Image point grounding data:
====
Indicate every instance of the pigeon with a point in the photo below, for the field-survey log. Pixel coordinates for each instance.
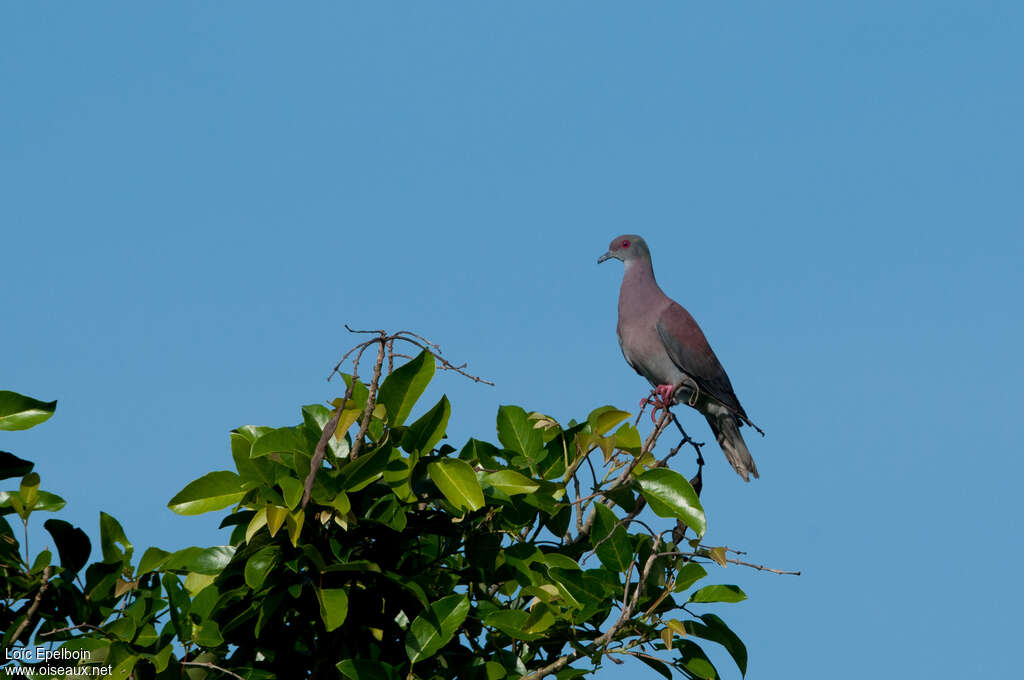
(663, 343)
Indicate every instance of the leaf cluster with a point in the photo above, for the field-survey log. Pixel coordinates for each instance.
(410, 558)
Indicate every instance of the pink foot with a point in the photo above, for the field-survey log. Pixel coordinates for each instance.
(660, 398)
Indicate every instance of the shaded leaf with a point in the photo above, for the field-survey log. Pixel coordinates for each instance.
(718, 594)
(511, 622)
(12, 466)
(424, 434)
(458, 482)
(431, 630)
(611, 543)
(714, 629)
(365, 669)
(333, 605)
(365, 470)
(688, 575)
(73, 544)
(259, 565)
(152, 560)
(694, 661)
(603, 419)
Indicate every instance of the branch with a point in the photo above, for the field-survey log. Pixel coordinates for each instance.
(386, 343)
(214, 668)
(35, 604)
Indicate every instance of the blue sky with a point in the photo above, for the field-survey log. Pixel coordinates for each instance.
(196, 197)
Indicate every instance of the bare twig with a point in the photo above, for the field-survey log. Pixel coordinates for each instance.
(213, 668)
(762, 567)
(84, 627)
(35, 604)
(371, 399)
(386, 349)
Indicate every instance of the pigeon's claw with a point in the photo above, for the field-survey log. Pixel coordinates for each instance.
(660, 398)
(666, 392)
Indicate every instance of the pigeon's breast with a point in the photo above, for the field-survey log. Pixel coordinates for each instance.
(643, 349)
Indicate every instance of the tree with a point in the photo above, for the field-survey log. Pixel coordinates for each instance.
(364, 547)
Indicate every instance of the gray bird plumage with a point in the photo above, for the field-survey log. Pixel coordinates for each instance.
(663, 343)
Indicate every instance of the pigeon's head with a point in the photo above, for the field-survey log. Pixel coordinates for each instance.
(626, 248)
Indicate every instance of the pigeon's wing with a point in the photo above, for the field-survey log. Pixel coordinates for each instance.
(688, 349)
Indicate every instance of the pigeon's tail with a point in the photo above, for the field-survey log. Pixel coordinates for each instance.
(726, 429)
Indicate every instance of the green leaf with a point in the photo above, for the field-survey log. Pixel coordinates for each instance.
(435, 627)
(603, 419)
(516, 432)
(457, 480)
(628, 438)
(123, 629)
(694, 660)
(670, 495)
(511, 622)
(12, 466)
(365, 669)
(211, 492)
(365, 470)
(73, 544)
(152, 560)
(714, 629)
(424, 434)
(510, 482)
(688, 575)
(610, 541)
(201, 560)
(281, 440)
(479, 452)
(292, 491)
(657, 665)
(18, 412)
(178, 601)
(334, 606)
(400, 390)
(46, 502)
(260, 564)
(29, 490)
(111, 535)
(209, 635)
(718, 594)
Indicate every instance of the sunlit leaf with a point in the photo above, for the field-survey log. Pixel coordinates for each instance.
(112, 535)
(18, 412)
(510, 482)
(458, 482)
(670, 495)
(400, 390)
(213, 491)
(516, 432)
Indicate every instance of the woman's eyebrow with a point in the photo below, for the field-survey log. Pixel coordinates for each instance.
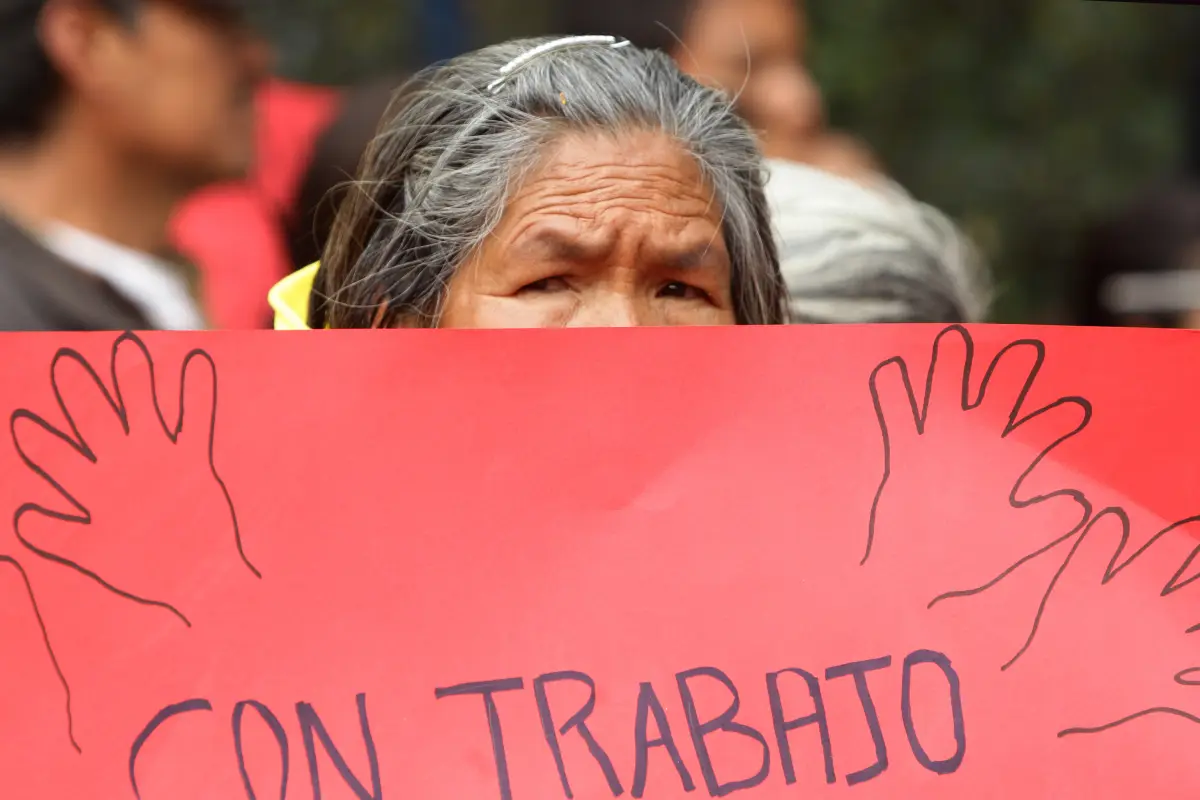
====
▸ **DESCRIPTION OF THE TASK**:
Exact copy, no pictures: set down all the entries again as they stand.

▸ **TASK SOLUTION**:
Indicate every instance of the pigeon with a point in the photo below, for the field-survey log. Pixel coordinates for each instance.
(663, 343)
Indicate every instance of the leaf cluster with a point in the photo above, for the field-survey log. Pixel coordinates for each instance.
(410, 558)
Indicate every instance of the pink foot with a point in the photo above, for the field-survey log. Pixel coordinates for each instance.
(660, 398)
Indicate every instance of the shaded leaf with a point in the photo above, for the field-survey log. Pixel coordinates for each instance.
(718, 594)
(511, 622)
(12, 466)
(424, 434)
(458, 482)
(431, 630)
(611, 543)
(714, 629)
(365, 669)
(333, 605)
(365, 470)
(688, 575)
(73, 544)
(259, 565)
(152, 560)
(694, 661)
(603, 419)
Indicate every instance of the branch with a point in the photo above, for the field-survey log. Pixel coordinates for each instance.
(386, 343)
(214, 668)
(35, 604)
Indicate every instance of the blue sky with a point in the photo above, for the field-survey log. Pixel coordinates for each instance.
(196, 197)
Indicate every instance of the bare twig with a point in the photo above, for the field-survey log. Pixel coordinates for each instance.
(213, 668)
(762, 567)
(84, 627)
(35, 604)
(371, 399)
(386, 349)
Indicate every instance of the pigeon's claw with a point in the photo above, for the field-survey log. Pixel coordinates for each instance.
(660, 398)
(666, 392)
Indicate every instance of the pigeon's breast with a point in the photo above, for the field-survey log. Pixel coordinates for each instance.
(643, 349)
Indicate every instance of the tree with a point in the photo above, for the field-survey log. Pixel coordinates for each instance.
(364, 547)
Indicate every instance of the gray bird plumage with a point in the photo above, for the field-survey log. Pixel coordinates for each instance.
(663, 343)
Indicate every instance of the pigeon's head with a point in the photo above, for the field-survey log. Pixel coordinates for each instance.
(626, 248)
Indicate every instance of the pigeon's wing with a point in the photo above, for the field-survey log. Pixel coordinates for each instance.
(688, 349)
Indicate every instance of the pigeon's tail with a point in the photo above, for the field-survey log. Pixel coordinates for each instance.
(726, 429)
Indicate every instance of the green leaf with a point in the photo above, for the field-survey log. Pixel coordinates for each instance.
(435, 627)
(603, 419)
(516, 432)
(457, 480)
(628, 438)
(123, 629)
(694, 660)
(670, 495)
(511, 622)
(12, 466)
(365, 669)
(211, 492)
(365, 470)
(73, 544)
(152, 560)
(714, 629)
(424, 434)
(510, 482)
(688, 575)
(610, 541)
(201, 560)
(281, 440)
(479, 452)
(292, 491)
(657, 665)
(18, 412)
(178, 601)
(334, 606)
(400, 390)
(46, 502)
(260, 564)
(29, 490)
(111, 535)
(209, 635)
(718, 594)
Indicate every instance of the sunlit leaf with a point in the photo above, for the field-survey log. Pixel coordinates for each instance.
(112, 535)
(18, 412)
(510, 482)
(458, 482)
(670, 495)
(400, 390)
(213, 491)
(516, 432)
Indicate every instance of the woman's eyebrow with a point in the photo below, for the field-survey log. Pixel coordinates for each instance.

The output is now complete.